Image point grounding data
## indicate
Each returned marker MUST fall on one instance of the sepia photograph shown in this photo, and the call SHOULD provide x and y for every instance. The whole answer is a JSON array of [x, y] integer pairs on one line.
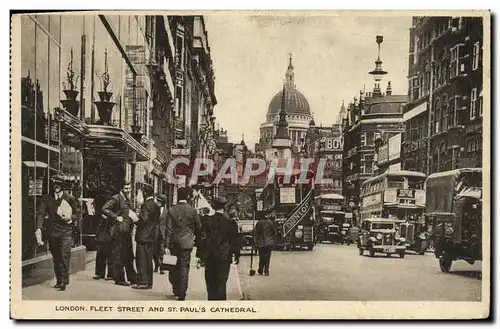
[[203, 164]]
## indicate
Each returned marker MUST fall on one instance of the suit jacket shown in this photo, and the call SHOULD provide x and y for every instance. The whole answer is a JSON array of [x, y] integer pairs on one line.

Required work: Without the pictures, return the entries exactly as they appear.

Exercise output:
## indicate
Each returned marker MUST fall on one instance of the sepia photograph shown in this photo, and the call SHOULD provide x and y for every instance. The whole answer is a JSON array of [x, y] integer pairs on one line.
[[203, 164]]
## indicate
Each returned marker MUST fall on one instance of the suit jacket shown in this photo, and the call SHOULD provide x and y for every instance. The whole answer is a JSON array of [x, y] integer pairs on one line.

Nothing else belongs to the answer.